### [SOURCE DATA]
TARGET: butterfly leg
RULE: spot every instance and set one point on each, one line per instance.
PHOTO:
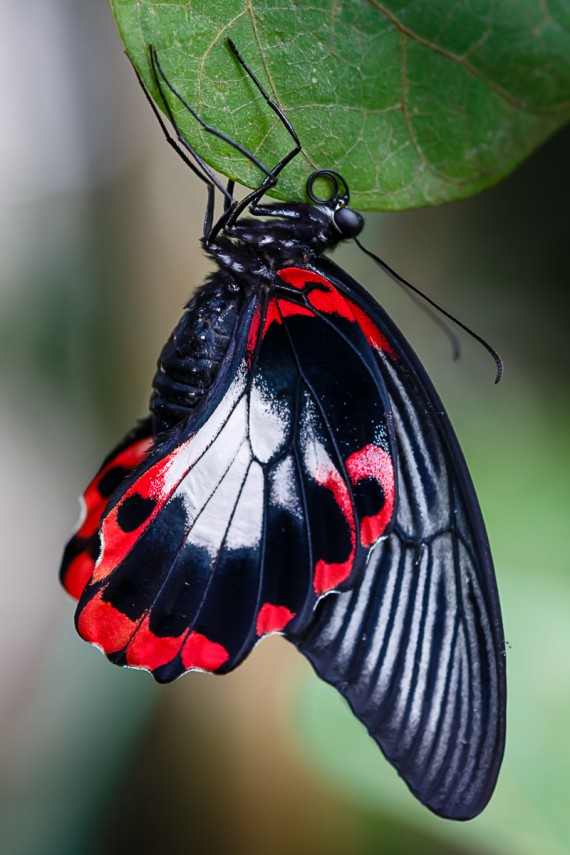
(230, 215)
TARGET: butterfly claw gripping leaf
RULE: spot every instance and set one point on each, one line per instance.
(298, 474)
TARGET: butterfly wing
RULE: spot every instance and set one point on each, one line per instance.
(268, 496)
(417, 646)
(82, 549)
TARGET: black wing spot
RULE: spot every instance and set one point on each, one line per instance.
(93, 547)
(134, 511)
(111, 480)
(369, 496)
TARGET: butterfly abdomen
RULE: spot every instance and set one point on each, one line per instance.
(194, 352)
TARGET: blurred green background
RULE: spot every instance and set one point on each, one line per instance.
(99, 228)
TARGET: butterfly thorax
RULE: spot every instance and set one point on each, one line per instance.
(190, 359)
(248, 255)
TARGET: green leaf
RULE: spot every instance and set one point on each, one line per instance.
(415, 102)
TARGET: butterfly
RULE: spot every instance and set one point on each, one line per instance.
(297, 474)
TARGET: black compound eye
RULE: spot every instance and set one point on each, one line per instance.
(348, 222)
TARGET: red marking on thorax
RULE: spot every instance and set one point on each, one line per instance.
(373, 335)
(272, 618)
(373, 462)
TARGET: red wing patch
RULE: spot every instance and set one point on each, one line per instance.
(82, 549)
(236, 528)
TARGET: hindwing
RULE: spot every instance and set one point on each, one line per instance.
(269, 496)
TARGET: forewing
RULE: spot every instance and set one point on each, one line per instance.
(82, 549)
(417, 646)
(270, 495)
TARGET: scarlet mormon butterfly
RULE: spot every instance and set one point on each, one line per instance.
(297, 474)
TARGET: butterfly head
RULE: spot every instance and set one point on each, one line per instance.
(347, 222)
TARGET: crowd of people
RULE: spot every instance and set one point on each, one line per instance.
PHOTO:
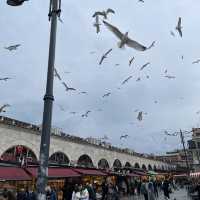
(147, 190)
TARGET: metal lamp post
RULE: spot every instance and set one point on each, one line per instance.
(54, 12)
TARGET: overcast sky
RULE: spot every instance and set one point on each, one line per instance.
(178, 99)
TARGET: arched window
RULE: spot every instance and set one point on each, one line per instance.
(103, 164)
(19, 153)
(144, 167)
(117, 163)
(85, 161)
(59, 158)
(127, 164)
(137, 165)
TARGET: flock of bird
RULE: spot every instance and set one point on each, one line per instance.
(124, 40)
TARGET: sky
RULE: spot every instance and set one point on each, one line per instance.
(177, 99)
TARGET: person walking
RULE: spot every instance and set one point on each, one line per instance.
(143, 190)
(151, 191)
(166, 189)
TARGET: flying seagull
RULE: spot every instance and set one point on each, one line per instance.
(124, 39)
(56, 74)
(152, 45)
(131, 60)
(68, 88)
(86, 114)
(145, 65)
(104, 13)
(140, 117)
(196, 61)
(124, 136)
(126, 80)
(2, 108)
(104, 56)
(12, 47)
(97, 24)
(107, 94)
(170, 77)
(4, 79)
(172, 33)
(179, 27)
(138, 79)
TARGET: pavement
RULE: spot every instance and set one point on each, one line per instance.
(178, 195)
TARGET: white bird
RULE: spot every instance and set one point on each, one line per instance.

### [WHAT THE TASK ASKS]
Go through the records above, find each line with the string "black", and copy it.

### [SOLUTION]
TARGET: black wing spot
TARGET: black compound eye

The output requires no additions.